Named object pointing entries
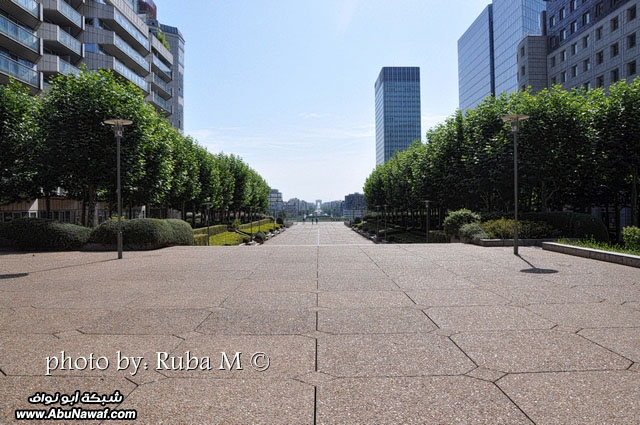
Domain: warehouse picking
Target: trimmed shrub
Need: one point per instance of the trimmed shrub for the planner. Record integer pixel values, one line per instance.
(456, 219)
(38, 234)
(572, 225)
(503, 229)
(631, 237)
(260, 237)
(473, 231)
(144, 233)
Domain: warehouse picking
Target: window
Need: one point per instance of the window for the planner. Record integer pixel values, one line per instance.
(615, 50)
(631, 41)
(615, 24)
(615, 75)
(631, 68)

**WHAT IS NEEDED:** Without including any pictures, print each record exactly.

**PROBLEM SOLUTION:**
Domain: warehouse picking
Target: trimmed shrub
Need: one point per instance of the trimmed shrub for the planner. Record integer pixel values, one line per instance.
(456, 219)
(38, 234)
(572, 225)
(503, 229)
(631, 237)
(260, 237)
(473, 231)
(144, 233)
Domain: warehouse picking
Target: window
Need: one point per instance of the window for the planner. Record integer pixel values, one line per instance.
(615, 50)
(631, 41)
(615, 24)
(615, 75)
(631, 68)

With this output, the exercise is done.